(Dataset entries)
──────

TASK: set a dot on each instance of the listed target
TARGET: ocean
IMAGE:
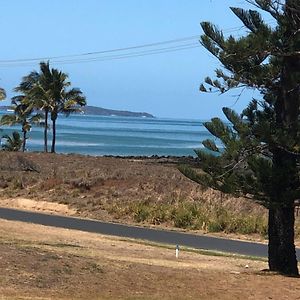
(124, 136)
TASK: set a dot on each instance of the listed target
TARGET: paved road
(154, 235)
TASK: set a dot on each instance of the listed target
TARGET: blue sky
(165, 85)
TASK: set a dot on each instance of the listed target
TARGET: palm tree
(58, 97)
(2, 94)
(13, 143)
(35, 86)
(49, 92)
(22, 115)
(64, 101)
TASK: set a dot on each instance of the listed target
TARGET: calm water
(100, 135)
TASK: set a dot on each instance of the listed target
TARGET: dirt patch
(34, 205)
(49, 263)
(145, 191)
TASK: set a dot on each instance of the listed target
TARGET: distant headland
(94, 110)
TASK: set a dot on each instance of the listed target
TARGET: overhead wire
(175, 45)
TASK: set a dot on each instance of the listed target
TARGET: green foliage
(23, 115)
(49, 91)
(13, 143)
(260, 158)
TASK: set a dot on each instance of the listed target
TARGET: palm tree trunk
(53, 135)
(24, 141)
(46, 132)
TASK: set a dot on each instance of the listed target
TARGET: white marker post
(177, 251)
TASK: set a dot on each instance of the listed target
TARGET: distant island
(94, 110)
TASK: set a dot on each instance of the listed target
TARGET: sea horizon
(120, 136)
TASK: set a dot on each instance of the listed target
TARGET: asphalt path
(153, 235)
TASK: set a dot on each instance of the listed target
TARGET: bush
(141, 212)
(182, 217)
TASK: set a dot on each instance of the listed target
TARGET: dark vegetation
(261, 153)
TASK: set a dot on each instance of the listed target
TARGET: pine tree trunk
(53, 135)
(282, 253)
(46, 132)
(24, 141)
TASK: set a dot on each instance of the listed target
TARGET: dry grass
(39, 262)
(149, 191)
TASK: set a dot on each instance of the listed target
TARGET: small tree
(48, 90)
(2, 94)
(23, 116)
(260, 151)
(13, 143)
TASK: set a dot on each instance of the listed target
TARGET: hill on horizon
(95, 110)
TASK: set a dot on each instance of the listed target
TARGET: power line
(116, 57)
(155, 48)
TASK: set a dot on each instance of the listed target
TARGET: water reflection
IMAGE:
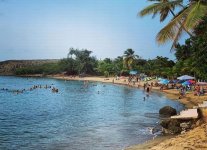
(99, 116)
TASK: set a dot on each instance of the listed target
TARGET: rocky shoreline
(170, 142)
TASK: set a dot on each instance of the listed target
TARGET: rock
(186, 125)
(167, 111)
(174, 127)
(171, 126)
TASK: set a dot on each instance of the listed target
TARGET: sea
(80, 116)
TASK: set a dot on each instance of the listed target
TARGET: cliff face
(8, 67)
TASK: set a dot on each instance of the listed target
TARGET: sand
(196, 139)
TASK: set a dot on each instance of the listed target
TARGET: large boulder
(167, 111)
(171, 126)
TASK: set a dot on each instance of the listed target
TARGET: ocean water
(79, 117)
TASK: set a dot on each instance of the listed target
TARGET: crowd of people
(18, 91)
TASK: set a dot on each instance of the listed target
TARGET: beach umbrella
(160, 79)
(192, 81)
(185, 77)
(201, 83)
(133, 72)
(186, 83)
(164, 81)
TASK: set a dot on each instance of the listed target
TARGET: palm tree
(129, 58)
(187, 18)
(163, 7)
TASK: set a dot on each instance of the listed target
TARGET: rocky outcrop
(167, 111)
(8, 67)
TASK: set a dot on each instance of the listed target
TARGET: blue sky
(39, 29)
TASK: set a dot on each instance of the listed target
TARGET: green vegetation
(189, 15)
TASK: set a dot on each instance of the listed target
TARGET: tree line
(191, 57)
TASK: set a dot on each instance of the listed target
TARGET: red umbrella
(191, 81)
(201, 83)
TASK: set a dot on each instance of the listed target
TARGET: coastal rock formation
(167, 111)
(177, 126)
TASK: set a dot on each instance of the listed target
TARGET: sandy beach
(195, 139)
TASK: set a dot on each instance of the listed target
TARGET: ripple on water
(100, 116)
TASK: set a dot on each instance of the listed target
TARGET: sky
(46, 29)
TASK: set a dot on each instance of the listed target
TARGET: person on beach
(148, 89)
(144, 86)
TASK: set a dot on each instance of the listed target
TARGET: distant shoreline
(159, 143)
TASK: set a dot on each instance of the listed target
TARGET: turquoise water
(94, 117)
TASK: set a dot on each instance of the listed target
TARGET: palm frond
(195, 16)
(162, 7)
(170, 31)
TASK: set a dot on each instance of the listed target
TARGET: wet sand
(195, 139)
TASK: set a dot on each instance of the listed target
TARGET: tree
(82, 61)
(129, 58)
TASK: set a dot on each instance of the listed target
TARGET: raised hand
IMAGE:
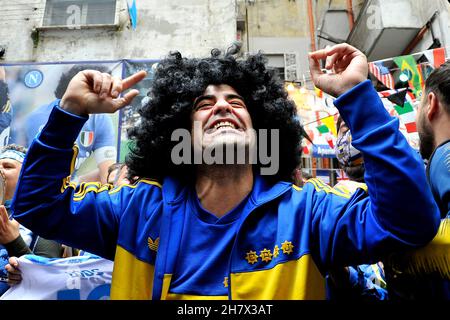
(91, 91)
(347, 64)
(14, 274)
(2, 73)
(9, 229)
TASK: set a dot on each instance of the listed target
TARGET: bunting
(408, 65)
(382, 74)
(436, 57)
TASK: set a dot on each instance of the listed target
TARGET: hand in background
(348, 65)
(9, 229)
(14, 274)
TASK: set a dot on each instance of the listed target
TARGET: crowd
(227, 231)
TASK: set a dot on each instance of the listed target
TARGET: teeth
(224, 124)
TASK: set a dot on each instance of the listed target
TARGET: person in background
(117, 174)
(15, 239)
(95, 139)
(363, 282)
(425, 273)
(5, 109)
(226, 231)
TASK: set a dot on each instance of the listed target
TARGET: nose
(222, 106)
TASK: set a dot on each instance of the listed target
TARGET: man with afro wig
(199, 230)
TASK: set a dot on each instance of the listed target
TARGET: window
(285, 64)
(79, 12)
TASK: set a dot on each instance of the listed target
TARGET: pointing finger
(314, 68)
(126, 99)
(106, 85)
(3, 215)
(133, 79)
(116, 87)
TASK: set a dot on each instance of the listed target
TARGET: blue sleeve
(439, 177)
(84, 216)
(5, 107)
(104, 132)
(397, 213)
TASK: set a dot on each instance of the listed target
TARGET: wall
(192, 27)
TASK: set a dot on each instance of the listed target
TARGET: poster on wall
(28, 90)
(129, 115)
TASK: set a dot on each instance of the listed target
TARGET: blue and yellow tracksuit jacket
(287, 238)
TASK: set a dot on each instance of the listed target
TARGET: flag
(319, 93)
(407, 64)
(323, 129)
(132, 10)
(86, 138)
(382, 73)
(408, 116)
(398, 98)
(436, 57)
(329, 122)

──────

- Exercise instructions -
Write every line above again exactly, but leave the pictures out.

- Task result -
TASK: set a dot on each instance of the listed target
TARGET: ocean
IMAGE:
(124, 136)
TASK: set a dot on each instance of the listed target
TARGET: paved road
(154, 235)
TASK: set a dot on each instance of the listed target
TARGET: blue sky
(165, 85)
TASK: set a dot on each instance of the listed target
TARGET: palm tree
(58, 97)
(2, 94)
(13, 143)
(35, 86)
(49, 92)
(22, 115)
(64, 101)
TASK: set a dot on each instance of the listed target
TARGET: calm water
(100, 135)
TASK: set a dot on each instance of the listed target
TARGET: dirt patch
(34, 205)
(49, 263)
(145, 191)
TASK: set a dot on each instance of the listed target
TARGET: distant headland
(94, 110)
TASK: set a dot on each instance of the listed target
TARGET: overhead wire
(175, 45)
TASK: set a dot on each instance of the listed target
TARGET: green foliage
(23, 115)
(49, 91)
(13, 143)
(260, 158)
TASK: set a dot on each instance of the listed target
TARGET: palm tree trunk
(53, 135)
(24, 141)
(46, 132)
TASK: set a dot on each instance of the listed target
TARGET: white marker post
(177, 251)
TASK: set a dot on each instance of the listed target
TARGET: distant island
(94, 110)
TASK: set a dot on each instance of the listed target
TARGET: sea horizon
(120, 136)
TASK: set a dot on each instance of the listed target
TARGET: asphalt path
(153, 235)
TASK: set a dot on each instance of the listed target
TARGET: bush
(141, 212)
(182, 217)
TASK: set a dot on each instance of the listed target
TARGET: dark vegetation
(261, 153)
TASK: set a dot on each instance of the listed target
TARGET: pine tree trunk
(53, 135)
(282, 253)
(46, 132)
(24, 141)
TASK: set a dot on each instance of the listed target
TARGET: dry grass
(39, 262)
(149, 191)
TASK: set a dot on each instance of the listed target
TARGET: small tree
(48, 90)
(2, 94)
(23, 116)
(260, 151)
(13, 143)
TASK: set a dot on each instance of the listed target
TARGET: hill on horizon
(95, 110)
TASK: set a dot on each instance of the listed target
TARGET: power line
(116, 57)
(155, 48)
TASK: set a dot on each instance of the listed target
TARGET: water reflection
IMAGE:
(99, 116)
TASK: set a dot on each instance of the listed target
TARGET: rocky shoreline
(170, 142)
TASK: set a dot on each instance of the listed target
TARGET: rock
(186, 125)
(167, 111)
(174, 127)
(171, 126)
TASK: set a dot on each instance of the listed target
TARGET: sea
(80, 116)
TASK: set a dot on each instance of the listed target
TARGET: cliff face
(8, 67)
TASK: set a dot on each instance of the listed target
TARGET: sand
(196, 139)
TASK: set a dot on each instance of the listed target
TARGET: large boulder
(167, 111)
(171, 126)
TASK: set a dot on each instance of the listed target
TARGET: ocean water
(79, 117)
TASK: set a dot on each instance of the listed target
TARGET: crowd of people
(18, 91)
TASK: set a dot on each instance of the listed target
TARGET: beach umbrella
(160, 79)
(192, 81)
(185, 77)
(201, 83)
(133, 72)
(186, 83)
(164, 81)
TASK: set a dot on each instance of the listed target
TARGET: palm tree
(129, 58)
(187, 18)
(163, 7)
TASK: set a dot on each instance of the listed target
TARGET: rocky outcrop
(167, 111)
(8, 67)
TASK: set a dot on each instance of the listed target
TARGET: blue sky
(39, 29)
TASK: set a dot on each instance of the listed target
TARGET: green vegetation
(189, 15)
TASK: set a dot on each instance of the listed target
TARGET: tree line
(191, 57)
TASK: set a dot on each instance of the listed target
TARGET: red umbrella
(191, 81)
(201, 83)
TASK: set a dot on each instance of the listed target
TARGET: coastal rock formation
(167, 111)
(177, 126)
TASK: set a dot on each instance of the listed target
TARGET: sandy beach
(195, 139)
TASK: set a dot on each instance of the listed target
TARGET: ripple on water
(100, 116)
TASK: set a dot on each instance of the listed target
TARGET: sky
(46, 29)
TASK: set a dot on each instance of the listed target
TARGET: person on beach
(148, 89)
(144, 86)
TASK: set a dot on each instance of the listed target
TARGET: distant shoreline
(159, 143)
TASK: set a dot on each instance of the listed target
TARGET: turquoise water
(94, 117)
TASK: set a dot on each instance of the listed target
TARGET: palm frond
(195, 16)
(162, 7)
(170, 31)
TASK: set a dot on each instance of the listed target
TARGET: wet sand
(195, 139)
TASK: set a dot on each instance of the listed target
TARGET: tree
(82, 61)
(129, 58)
TASK: set a dot on each instance of the listed target
TARGET: raised hand
IMAGE:
(91, 91)
(347, 64)
(14, 274)
(2, 73)
(9, 229)
TASK: set a dot on each instance of the listed target
TARGET: bunting
(408, 65)
(382, 74)
(436, 57)
TASK: set a dot on each instance of the listed target
TARGET: hand in background
(348, 65)
(9, 229)
(14, 274)
TASK: set a dot on each instance of the listed target
TARGET: crowd
(227, 231)
TASK: set a dot on each instance of the listed target
TARGET: teeth
(224, 124)
TASK: set a dot on each instance of the listed target
TARGET: person in background
(117, 174)
(15, 239)
(95, 139)
(363, 282)
(425, 273)
(5, 109)
(226, 231)
TASK: set a dot on each instance of the listed target
TARGET: nose
(222, 106)
TASK: set a dot on each instance of the listed target
TARGET: man with afro wig
(199, 230)
TASK: set a dot on each instance of the listed target
TARGET: window
(285, 64)
(79, 12)
TASK: set a dot on each instance of the listed target
TARGET: pointing finger
(314, 68)
(126, 99)
(106, 85)
(3, 215)
(133, 79)
(116, 87)
TASK: set a dot on each instance of the listed target
TARGET: blue sleeve
(439, 177)
(84, 216)
(5, 107)
(104, 132)
(397, 213)
TASK: set a dot on each instance of the listed target
TARGET: wall
(192, 27)
TASK: set a dot on each instance of the listed target
TARGET: poster on wall
(28, 90)
(129, 115)
TASK: set a dot on each instance of the listed target
TARGET: blue and yellow tracksuit jacket
(287, 238)
TASK: set a dot on each instance of the listed target
TARGET: flag
(319, 93)
(407, 64)
(323, 129)
(132, 10)
(86, 138)
(382, 73)
(408, 116)
(398, 98)
(436, 57)
(329, 122)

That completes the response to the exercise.